## STATED TASK
Give every line of the entries below as a Markdown table with two columns, Num and Line, where Num numbers the rows in order and Line holds the text of each line. Leave out any blank lines.

(Point annotation dataset entries)
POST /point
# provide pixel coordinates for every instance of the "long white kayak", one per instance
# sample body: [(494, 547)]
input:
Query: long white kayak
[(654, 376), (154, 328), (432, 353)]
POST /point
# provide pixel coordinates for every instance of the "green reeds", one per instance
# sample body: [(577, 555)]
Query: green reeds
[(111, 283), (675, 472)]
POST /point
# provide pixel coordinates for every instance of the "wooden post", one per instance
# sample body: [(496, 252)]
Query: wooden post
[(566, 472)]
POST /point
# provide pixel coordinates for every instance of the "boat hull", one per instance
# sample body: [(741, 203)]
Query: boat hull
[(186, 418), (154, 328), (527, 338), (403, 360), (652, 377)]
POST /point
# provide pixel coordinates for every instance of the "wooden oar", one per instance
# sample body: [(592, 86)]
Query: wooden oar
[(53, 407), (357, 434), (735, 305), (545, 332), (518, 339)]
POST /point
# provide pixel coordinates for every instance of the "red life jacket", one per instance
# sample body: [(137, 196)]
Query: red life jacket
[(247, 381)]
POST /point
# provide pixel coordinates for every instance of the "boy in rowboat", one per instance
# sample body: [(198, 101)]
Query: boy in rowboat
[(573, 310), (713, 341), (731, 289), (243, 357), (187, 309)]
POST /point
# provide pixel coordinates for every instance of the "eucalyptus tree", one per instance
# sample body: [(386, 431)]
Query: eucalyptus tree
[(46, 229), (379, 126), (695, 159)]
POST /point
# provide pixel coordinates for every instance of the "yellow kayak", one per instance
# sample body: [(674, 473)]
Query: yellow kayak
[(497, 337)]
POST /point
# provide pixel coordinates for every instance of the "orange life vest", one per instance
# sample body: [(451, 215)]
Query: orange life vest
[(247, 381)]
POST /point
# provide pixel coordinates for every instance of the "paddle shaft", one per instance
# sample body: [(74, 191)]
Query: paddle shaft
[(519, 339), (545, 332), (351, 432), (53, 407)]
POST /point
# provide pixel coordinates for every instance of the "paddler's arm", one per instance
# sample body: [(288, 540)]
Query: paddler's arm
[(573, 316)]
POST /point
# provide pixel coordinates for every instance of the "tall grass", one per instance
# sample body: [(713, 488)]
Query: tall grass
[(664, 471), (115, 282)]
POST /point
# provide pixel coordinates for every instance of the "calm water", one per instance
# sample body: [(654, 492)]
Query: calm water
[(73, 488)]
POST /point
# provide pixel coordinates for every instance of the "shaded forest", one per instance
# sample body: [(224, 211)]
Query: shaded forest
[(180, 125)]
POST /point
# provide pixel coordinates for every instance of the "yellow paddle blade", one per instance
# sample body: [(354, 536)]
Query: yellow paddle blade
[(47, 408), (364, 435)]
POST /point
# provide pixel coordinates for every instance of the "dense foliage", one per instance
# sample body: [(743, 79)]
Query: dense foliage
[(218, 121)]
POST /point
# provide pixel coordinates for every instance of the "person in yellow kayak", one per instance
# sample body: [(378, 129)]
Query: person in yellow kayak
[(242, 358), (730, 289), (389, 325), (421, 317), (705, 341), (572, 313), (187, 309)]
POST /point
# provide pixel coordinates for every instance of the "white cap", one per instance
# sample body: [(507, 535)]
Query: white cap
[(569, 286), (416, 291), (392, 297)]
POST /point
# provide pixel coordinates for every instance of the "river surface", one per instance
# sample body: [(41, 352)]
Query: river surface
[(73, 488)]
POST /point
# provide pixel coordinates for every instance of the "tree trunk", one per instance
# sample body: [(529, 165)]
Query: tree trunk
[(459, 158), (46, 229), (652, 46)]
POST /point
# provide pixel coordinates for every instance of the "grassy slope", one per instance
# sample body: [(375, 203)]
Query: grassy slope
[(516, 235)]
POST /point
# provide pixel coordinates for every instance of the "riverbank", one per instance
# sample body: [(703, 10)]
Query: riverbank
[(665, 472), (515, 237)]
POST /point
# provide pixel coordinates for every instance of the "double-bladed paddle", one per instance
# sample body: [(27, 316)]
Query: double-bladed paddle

## FINISHED ANSWER
| Num | Line |
|---|---|
| 1 | POST /point |
| 2 | # provide pixel coordinates for every instance of the "long white kayak", one per instance |
| 3 | # sample body: [(494, 547)] |
| 4 | input: |
| 5 | Query: long white kayak |
| 6 | [(654, 376), (154, 328), (432, 353)] |
| 7 | POST /point |
| 8 | # provide pixel coordinates for every instance of the "green reeds", one per instance |
| 9 | # sample body: [(577, 555)] |
| 10 | Query: green reeds |
| 11 | [(111, 283), (675, 472)] |
| 12 | POST /point |
| 13 | # provide pixel coordinates for every instance of the "wooden post", one per instance |
| 14 | # sample body: [(496, 252)] |
| 15 | Query: wooden post |
| 16 | [(566, 472)] |
| 17 | POST /point |
| 18 | # provide pixel coordinates for every instance of the "boat hull", one per instance |
| 19 | # sample body: [(741, 203)] |
| 20 | Query: boat hull |
| 21 | [(186, 418), (154, 328), (527, 338), (403, 360), (652, 377)] |
| 22 | POST /point |
| 23 | # provide pixel coordinates for every instance of the "wooden oar", one per instance |
| 24 | # sample body: [(592, 86)] |
| 25 | Query: wooden oar |
| 26 | [(53, 407), (357, 434), (735, 305), (545, 332), (518, 339)] |
| 27 | POST /point |
| 28 | # provide pixel coordinates for every instance of the "red life jacket", one per instance |
| 29 | # sample body: [(137, 196)] |
| 30 | Query: red life jacket |
| 31 | [(247, 381)] |
| 32 | POST /point |
| 33 | # provide pixel coordinates for every instance of the "boy in rowboat", one per instance |
| 34 | # sample body: [(198, 101)] |
| 35 | Query: boy in rowboat |
| 36 | [(573, 310), (713, 341), (731, 289), (243, 357), (187, 309)] |
| 37 | POST /point |
| 38 | # provide pixel coordinates for every instance of the "eucalyptus tree", one per instance |
| 39 | # sample body: [(386, 431)] |
| 40 | Query: eucalyptus tree |
| 41 | [(46, 229), (379, 126), (695, 159)] |
| 42 | POST /point |
| 43 | # provide pixel coordinates for every instance of the "yellow kayak", one per instance |
| 44 | # sample body: [(674, 473)] |
| 45 | Query: yellow kayak |
| 46 | [(497, 337)] |
| 47 | POST /point |
| 48 | # provide pixel coordinates for every instance of the "orange life vest", one per instance |
| 49 | # sample body: [(451, 215)] |
| 50 | Query: orange life vest |
| 51 | [(247, 381)] |
| 52 | POST /point |
| 53 | # provide pixel coordinates for every instance of the "paddle shaft", one per instance |
| 54 | # sample body: [(74, 191)] |
| 55 | Query: paddle shaft |
| 56 | [(519, 339), (545, 332), (351, 432), (53, 407)] |
| 57 | POST /point |
| 58 | # provide pixel coordinates for every instance of the "paddler's arm", one per instance |
| 59 | # sample body: [(288, 540)] |
| 60 | Query: paddler's arm |
| 61 | [(573, 316)] |
| 62 | POST /point |
| 63 | # provide pixel coordinates for every instance of the "tall grass", one per instance |
| 64 | # sample body: [(713, 488)] |
| 65 | Query: tall grass |
| 66 | [(664, 471), (115, 282)] |
| 67 | POST /point |
| 68 | # provide pixel coordinates for every instance of the "calm water", one per instance |
| 69 | # sample body: [(654, 492)] |
| 70 | Query: calm water |
| 71 | [(73, 488)] |
| 72 | POST /point |
| 73 | # provide pixel coordinates for every instance of the "shaded forest", one per instance |
| 74 | # sample body: [(224, 211)] |
| 75 | Query: shaded forest |
| 76 | [(180, 125)] |
| 77 | POST /point |
| 78 | # provide pixel coordinates for every instance of the "yellow paddle blade", one per instance |
| 79 | # sample body: [(354, 536)] |
| 80 | Query: yellow paddle blade |
| 81 | [(47, 408), (364, 435)] |
| 82 | POST /point |
| 83 | # provide pixel coordinates for every instance of the "dense foliage", one per instance |
| 84 | # sample body: [(743, 79)] |
| 85 | Query: dense foliage |
| 86 | [(218, 121)] |
| 87 | POST /point |
| 88 | # provide pixel coordinates for every instance of the "person in yellow kayak", one per instance |
| 89 | # sample body: [(378, 129)] |
| 90 | Query: person in yellow kayak |
| 91 | [(242, 358), (730, 289), (389, 325), (421, 317), (705, 341), (572, 313), (187, 309)] |
| 92 | POST /point |
| 93 | # provide pixel coordinates for every instance of the "white cap", one per instance |
| 94 | # sample body: [(507, 535)] |
| 95 | Query: white cap |
| 96 | [(569, 286), (416, 291), (392, 297)] |
| 97 | POST /point |
| 98 | # provide pixel coordinates for every instance of the "river surface", one per instance |
| 99 | # sample body: [(41, 352)] |
| 100 | Query: river surface |
| 101 | [(73, 488)] |
| 102 | POST /point |
| 103 | # provide pixel coordinates for every instance of the "tree trunk", one per instance |
| 104 | # sample body: [(529, 165)] |
| 105 | Query: tree trunk |
| 106 | [(459, 158), (46, 229), (652, 46)] |
| 107 | POST /point |
| 108 | # provide pixel coordinates for every instance of the "grassy slope", one per instance |
| 109 | # sample body: [(375, 203)] |
| 110 | Query: grassy slope |
| 111 | [(516, 235)] |
| 112 | POST /point |
| 113 | # provide pixel coordinates for every instance of the "riverbank", one per instance |
| 114 | # sample body: [(703, 10)] |
| 115 | Query: riverbank |
| 116 | [(665, 472), (515, 237)] |
| 117 | POST /point |
| 118 | # provide pixel coordinates for every instance of the "double-bladed paddle", one per instance |
| 119 | # sample body: [(27, 316)] |
| 120 | Query: double-bladed paddle |